What is expected: Copy the rows below verbatim, from the line that contains "Task: Find the bird's tail" through the end of the rows, both ends included.

Given records:
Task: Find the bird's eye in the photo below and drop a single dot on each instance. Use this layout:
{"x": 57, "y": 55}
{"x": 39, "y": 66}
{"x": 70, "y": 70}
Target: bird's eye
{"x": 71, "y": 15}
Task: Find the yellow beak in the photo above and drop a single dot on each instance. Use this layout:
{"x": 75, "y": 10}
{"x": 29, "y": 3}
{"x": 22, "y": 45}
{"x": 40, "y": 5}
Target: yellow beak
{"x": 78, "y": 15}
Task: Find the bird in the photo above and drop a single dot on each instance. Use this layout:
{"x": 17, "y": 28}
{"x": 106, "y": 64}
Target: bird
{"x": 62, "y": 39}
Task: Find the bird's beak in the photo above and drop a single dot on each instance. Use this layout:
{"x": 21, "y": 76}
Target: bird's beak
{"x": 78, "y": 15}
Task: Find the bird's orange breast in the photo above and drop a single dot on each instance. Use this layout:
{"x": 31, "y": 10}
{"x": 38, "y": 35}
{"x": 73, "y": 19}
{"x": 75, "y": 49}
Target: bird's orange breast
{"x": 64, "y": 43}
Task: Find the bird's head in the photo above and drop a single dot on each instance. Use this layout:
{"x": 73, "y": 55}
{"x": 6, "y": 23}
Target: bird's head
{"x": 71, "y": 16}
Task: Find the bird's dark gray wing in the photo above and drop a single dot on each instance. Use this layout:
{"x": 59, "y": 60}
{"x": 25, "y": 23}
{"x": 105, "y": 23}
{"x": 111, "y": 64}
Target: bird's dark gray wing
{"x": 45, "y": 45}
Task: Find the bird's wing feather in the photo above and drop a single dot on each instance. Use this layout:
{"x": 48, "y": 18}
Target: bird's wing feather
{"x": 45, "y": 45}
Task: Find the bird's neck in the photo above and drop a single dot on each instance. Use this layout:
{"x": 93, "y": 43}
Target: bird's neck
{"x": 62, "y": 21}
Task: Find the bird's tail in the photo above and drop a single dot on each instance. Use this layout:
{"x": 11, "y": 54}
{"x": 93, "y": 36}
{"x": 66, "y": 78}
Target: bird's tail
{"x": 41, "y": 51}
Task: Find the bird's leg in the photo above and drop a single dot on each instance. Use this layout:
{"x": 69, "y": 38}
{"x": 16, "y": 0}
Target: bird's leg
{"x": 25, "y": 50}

Finished answer:
Task: Find the bird's tail in the photo above and drop a single dot on each instance. Use this layout:
{"x": 11, "y": 54}
{"x": 93, "y": 36}
{"x": 66, "y": 78}
Target: bird's tail
{"x": 41, "y": 51}
Task: Find the bird's leg in the photo above and drop a single dot on each instance. Use this layout:
{"x": 69, "y": 38}
{"x": 16, "y": 0}
Target: bird's leg
{"x": 25, "y": 50}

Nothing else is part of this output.